• TASK TO CARRY OUT: Give back exactly the stretch of data below from the line holding "it: point(406, 932)." through the line holding "it: point(989, 413).", both ends included, and leave the remaining lines out.

-=-=-=-=-

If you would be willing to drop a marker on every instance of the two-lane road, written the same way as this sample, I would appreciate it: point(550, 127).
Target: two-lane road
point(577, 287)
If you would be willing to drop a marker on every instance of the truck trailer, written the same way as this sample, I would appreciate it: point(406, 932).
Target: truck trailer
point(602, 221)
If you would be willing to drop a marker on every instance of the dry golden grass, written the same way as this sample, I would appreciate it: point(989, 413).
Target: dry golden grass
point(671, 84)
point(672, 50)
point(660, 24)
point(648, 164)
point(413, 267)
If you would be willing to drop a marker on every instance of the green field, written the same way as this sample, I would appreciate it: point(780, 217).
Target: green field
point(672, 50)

-=-=-=-=-

• TASK SOLUTION:
If you would be willing to drop a marker on every instance of the truck trailer, written the same way as this sample, I would appreciate it: point(406, 932).
Target: truck trailer
point(602, 221)
If you would be willing to drop a marker on every instance of the dry golden grass, written the same way as this sample, I would appreciate it: point(989, 413).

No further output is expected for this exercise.